[[ Provided records open ]]

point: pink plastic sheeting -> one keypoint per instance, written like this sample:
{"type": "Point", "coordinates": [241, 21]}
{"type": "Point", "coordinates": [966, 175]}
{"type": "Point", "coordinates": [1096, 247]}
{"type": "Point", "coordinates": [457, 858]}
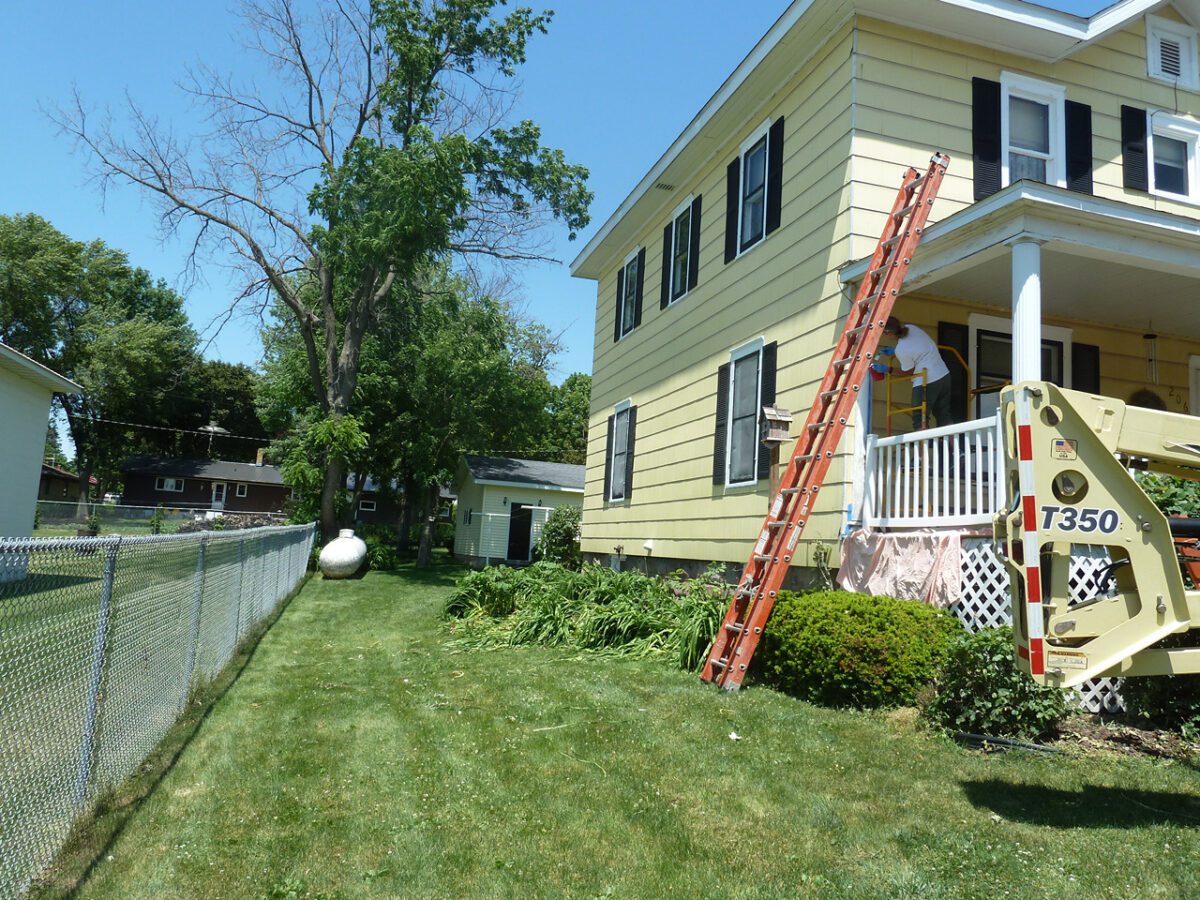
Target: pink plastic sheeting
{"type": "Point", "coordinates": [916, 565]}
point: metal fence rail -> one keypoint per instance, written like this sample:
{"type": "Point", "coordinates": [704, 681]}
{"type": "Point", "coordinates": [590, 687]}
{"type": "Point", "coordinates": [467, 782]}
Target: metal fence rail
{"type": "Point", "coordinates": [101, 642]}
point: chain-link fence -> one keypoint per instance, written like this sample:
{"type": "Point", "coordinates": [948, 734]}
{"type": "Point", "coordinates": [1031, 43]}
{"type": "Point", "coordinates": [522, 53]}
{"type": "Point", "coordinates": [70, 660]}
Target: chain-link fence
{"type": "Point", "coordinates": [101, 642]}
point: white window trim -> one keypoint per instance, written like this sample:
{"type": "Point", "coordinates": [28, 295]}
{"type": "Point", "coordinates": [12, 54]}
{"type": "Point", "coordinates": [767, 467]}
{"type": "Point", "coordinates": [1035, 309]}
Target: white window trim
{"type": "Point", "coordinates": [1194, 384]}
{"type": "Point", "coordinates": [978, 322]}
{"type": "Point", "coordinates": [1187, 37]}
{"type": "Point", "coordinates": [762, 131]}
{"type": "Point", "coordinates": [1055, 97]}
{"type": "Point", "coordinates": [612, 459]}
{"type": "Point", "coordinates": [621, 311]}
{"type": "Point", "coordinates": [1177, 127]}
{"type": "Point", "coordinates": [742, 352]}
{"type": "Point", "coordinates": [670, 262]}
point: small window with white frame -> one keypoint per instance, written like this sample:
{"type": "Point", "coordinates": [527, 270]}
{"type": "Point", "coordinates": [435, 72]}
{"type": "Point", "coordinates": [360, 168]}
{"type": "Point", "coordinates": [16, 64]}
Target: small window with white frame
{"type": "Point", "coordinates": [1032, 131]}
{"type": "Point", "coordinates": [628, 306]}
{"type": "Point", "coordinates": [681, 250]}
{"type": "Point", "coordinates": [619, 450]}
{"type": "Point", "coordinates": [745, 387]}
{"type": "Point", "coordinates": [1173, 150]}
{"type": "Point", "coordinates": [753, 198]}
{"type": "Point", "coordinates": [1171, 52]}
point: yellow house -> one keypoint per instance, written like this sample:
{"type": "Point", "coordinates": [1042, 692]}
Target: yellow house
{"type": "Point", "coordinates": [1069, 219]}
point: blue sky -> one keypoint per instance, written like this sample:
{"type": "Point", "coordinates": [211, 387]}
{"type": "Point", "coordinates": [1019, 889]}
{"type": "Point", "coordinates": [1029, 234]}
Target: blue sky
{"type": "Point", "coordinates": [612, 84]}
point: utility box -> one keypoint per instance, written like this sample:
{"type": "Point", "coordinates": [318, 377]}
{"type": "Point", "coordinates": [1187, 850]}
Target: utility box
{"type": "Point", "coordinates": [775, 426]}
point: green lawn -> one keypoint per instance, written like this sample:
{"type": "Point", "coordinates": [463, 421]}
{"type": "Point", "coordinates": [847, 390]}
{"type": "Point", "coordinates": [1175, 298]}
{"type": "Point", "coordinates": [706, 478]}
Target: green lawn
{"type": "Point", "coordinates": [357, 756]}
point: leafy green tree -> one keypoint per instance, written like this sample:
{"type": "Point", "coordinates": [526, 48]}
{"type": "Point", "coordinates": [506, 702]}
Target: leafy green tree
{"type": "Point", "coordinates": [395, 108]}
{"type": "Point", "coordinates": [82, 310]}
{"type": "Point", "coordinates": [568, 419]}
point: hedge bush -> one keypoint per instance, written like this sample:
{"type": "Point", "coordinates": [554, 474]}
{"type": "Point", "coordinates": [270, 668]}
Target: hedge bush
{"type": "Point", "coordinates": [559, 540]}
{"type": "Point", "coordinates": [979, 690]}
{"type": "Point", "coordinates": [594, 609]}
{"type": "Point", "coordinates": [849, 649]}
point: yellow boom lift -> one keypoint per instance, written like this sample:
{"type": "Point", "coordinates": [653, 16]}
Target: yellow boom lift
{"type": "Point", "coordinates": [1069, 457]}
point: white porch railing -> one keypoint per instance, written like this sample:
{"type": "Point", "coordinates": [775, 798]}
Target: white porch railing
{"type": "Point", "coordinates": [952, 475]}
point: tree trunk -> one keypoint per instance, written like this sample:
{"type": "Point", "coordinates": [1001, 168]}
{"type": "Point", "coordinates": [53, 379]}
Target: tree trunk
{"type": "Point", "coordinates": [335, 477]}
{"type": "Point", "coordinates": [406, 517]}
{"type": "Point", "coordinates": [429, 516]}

[[ Provided records closed ]]

• **Directions for this task**: Beginning at the line that holds "point: tree trunk", write out word for word each line through the end of the records.

• **Answer**:
point: tree trunk -> one keypoint per instance, written like this sample:
{"type": "Point", "coordinates": [1001, 168]}
{"type": "Point", "coordinates": [53, 379]}
Target: tree trunk
{"type": "Point", "coordinates": [335, 477]}
{"type": "Point", "coordinates": [406, 517]}
{"type": "Point", "coordinates": [429, 516]}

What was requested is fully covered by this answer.